# WHAT IS NEEDED:
Pick out every line of the listing below that contains the word "black", and copy each one. Case counts.

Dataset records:

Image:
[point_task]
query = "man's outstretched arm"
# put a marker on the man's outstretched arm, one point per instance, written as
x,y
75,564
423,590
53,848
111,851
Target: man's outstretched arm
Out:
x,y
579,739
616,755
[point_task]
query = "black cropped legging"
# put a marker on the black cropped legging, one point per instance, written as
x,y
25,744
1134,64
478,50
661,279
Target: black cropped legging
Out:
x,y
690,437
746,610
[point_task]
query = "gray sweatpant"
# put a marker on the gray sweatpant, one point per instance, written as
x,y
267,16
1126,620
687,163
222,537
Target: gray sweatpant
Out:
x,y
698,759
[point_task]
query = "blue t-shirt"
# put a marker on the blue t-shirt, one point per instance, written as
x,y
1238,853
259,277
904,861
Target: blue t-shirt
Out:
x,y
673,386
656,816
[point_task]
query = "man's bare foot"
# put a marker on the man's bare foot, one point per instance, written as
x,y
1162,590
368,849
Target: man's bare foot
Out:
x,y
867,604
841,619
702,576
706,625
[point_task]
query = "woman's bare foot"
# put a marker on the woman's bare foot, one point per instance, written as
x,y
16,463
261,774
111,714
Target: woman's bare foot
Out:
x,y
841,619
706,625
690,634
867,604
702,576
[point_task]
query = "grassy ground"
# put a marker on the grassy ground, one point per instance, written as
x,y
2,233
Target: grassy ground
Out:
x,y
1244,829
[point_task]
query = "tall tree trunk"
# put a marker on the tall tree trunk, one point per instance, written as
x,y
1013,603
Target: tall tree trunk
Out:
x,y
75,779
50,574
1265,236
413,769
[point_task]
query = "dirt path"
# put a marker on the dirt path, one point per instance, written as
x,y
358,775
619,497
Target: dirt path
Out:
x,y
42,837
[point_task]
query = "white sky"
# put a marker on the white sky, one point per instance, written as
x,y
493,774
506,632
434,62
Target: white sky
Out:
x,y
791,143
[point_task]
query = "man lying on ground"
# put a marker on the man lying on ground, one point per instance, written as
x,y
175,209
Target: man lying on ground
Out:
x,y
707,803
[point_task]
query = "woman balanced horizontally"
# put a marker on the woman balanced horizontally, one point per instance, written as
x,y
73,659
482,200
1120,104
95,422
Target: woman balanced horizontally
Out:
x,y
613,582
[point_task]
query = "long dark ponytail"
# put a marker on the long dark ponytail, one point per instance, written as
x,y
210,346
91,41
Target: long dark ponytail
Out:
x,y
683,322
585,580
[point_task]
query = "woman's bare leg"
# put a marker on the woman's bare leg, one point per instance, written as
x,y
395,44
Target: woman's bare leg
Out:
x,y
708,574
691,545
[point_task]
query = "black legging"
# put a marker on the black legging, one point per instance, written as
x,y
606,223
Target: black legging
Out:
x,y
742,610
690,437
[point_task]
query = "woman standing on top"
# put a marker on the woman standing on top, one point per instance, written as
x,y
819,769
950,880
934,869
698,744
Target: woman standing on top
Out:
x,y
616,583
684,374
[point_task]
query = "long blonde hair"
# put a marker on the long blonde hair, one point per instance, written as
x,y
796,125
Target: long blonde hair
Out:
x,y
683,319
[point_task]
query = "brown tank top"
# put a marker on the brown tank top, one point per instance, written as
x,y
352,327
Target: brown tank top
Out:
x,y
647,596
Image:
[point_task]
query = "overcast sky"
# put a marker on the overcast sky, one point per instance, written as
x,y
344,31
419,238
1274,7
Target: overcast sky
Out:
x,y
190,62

# WORKED SOLUTION:
query = "black cropped legging"
# put a marker on the black cropped legging, one point per instance, written as
Target: black cropped legging
query = "black legging"
# put a marker on the black legging, one point per instance, written as
Target: black legging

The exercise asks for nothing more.